→ **DOCUMENT PASSAGE**
▼

The figures highlight the challenge facing European governments in meeting clean energy goals going forward. Germany has been trying to reduce its reliance on coal, which releases almost twice as many emissions as gas and more than 60 times those of nuclear energy, according to estimates from the Intergovernmental Panel on Climate Change.
One bright spot from the data was an increase in use of renewable energy. The proportion of electricity generated from wind power rose by 18% to 26% of all electricity generation, while solar energy production increased 20%.
The success in moving away from gas towards other energy sources could mean that the risk of hard energy rationing over the winter are less severe now, even with little or no Russian gas flows. However, a recession in the eurozone’s largest economy is still expected – as a large part of the impact comes via higher prices and because industries and households still rely on gas for heating. German industrial production slid 0.4% between July and September. Production at Germany’s most energy intensive industries fell almost 7% in the five months after Russia’s invasion of Ukraine. The consensus is that the demand destruction caused by the surge in prices will send the German economy into recession over the winter.
Meanwhile, Germany’s manufacturing export model appears under threat. Voices in government are arguing that having already suffered from reckless reliance on Russian gas, Germany’s economic dependence on another belligerent autocracy in the form of China has left it dangerously exposed.
Media reports suggest that Germany’s economy ministry run by the Greens, is looking to reducing support such as state investment and export guarantees for German companies operating in China. The stated intention is to achieve diversification rather than reducing exports from or investment in China overall. However, reduction in operations in an economy the size of China’s is unlikely to be made up by foreign markets elsewhere, it may well form part of a long-term reorientation away from manufacturing mercantilism.
The dangers to the German and wider EU economies from Berlin’s export-orientated model have long been clear. Since the early 2000’s, by suppressing domestic wages and demand, and prioritizing current account surpluses, Germany ultimately shifted production home and unemployment to the rest of the eurozone.
This model is also more at odds with the EU’s stated approach to trade policy. Traditionally, the German export lobby (and its supply chain satellites in central and eastern Europe) has been important in pushing for free trade agreements – even in these days it is often more interested in investing in consumer markets like China than exporting there.
The Greens have emerged as Germany’s chief Russia and China foreign policy hawks – and have pointed out the difficulties and contradictions of this position. A draft EU deal with the South American Mercosur trading block signed in 2019, is widely known as “cars for beef”. It gives European automakers access to Brazil’s vast consumer market, overriding the protests of French and Irish cattle farmers against Brazilian imports. In the final days of its six-month EU presidency in 2020, Germany also drove through the bilateral Comprehensive Agreement on Investment (CAI) with China, largely designed to protect German operations in China.

▲

→ **RAW DATA**

▼

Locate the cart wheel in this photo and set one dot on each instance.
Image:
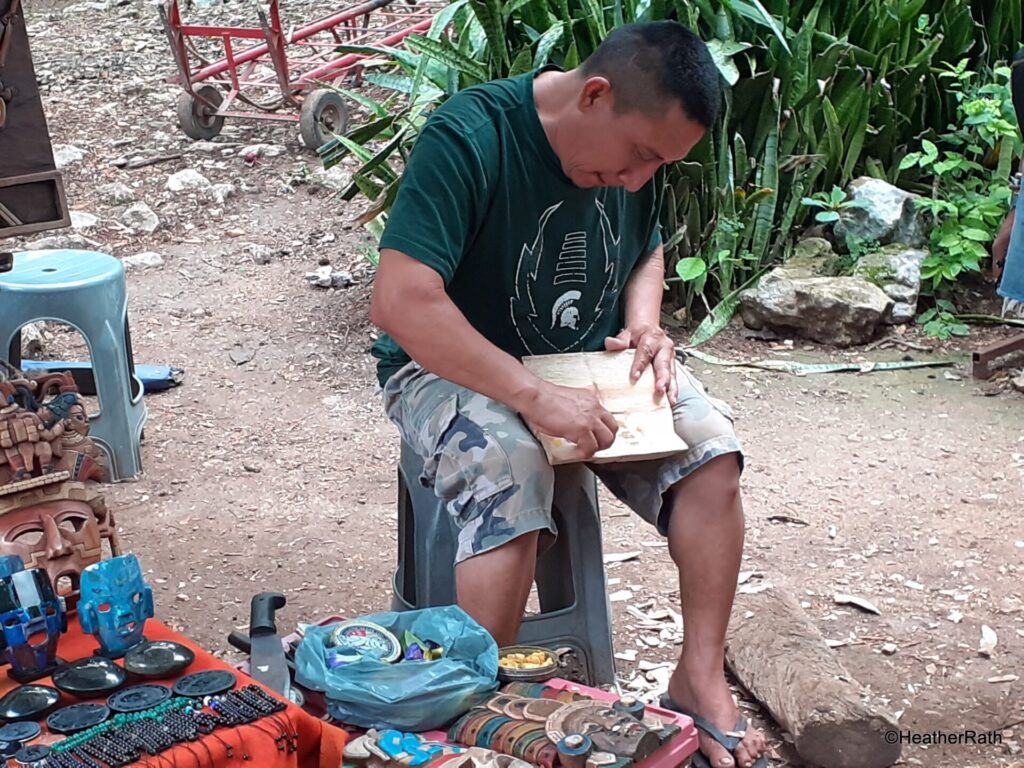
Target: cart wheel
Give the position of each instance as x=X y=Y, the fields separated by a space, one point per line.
x=324 y=114
x=198 y=119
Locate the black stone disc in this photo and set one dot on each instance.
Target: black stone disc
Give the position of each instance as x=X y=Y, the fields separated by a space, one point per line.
x=138 y=697
x=90 y=677
x=206 y=683
x=29 y=702
x=19 y=731
x=9 y=749
x=32 y=755
x=77 y=718
x=158 y=658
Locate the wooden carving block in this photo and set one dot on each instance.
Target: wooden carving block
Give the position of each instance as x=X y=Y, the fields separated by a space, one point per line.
x=645 y=426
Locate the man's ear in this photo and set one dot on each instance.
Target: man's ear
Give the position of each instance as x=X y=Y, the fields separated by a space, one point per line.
x=596 y=90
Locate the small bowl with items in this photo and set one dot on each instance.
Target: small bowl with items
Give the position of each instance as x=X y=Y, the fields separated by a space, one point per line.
x=529 y=664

▲

→ **WORK INSTRUCTIONS**
1. Condense the paragraph of the passage on Germany's energy shift that begins "The success in moving away from gas" into a short bulleted list that keeps its main facts.
2. Reproduce the stretch of the passage on Germany's energy shift from "Meanwhile, Germany’s manufacturing" through "from manufacturing mercantilism.".

→ **SOLUTIONS TO THE EXERCISE**
1.
- Moving away from gas to other sources may make hard energy rationing over the winter a less severe risk, even with little or no Russian gas.
- A recession in Germany, the eurozone's largest economy, is still expected. Much of the impact comes through higher prices, and industries and households still rely on gas for heating.
- German industrial production fell 0.4% between July and September.
- Production in Germany's most energy-intensive industries fell almost 7% in the five months after Russia's invasion of Ukraine.
- The consensus is that demand destruction from the price surge will push the German economy into recession over the winter.

2.
Meanwhile, Germany’s manufacturing export model appears under threat. Voices in government are arguing that having already suffered from reckless reliance on Russian gas, Germany’s economic dependence on another belligerent autocracy in the form of China has left it dangerously exposed.
Media reports suggest that Germany’s economy ministry run by the Greens, is looking to reducing support such as state investment and export guarantees for German companies operating in China. The stated intention is to achieve diversification rather than reducing exports from or investment in China overall. However, reduction in operations in an economy the size of China’s is unlikely to be made up by foreign markets elsewhere, it may well form part of a long-term reorientation away from manufacturing mercantilism.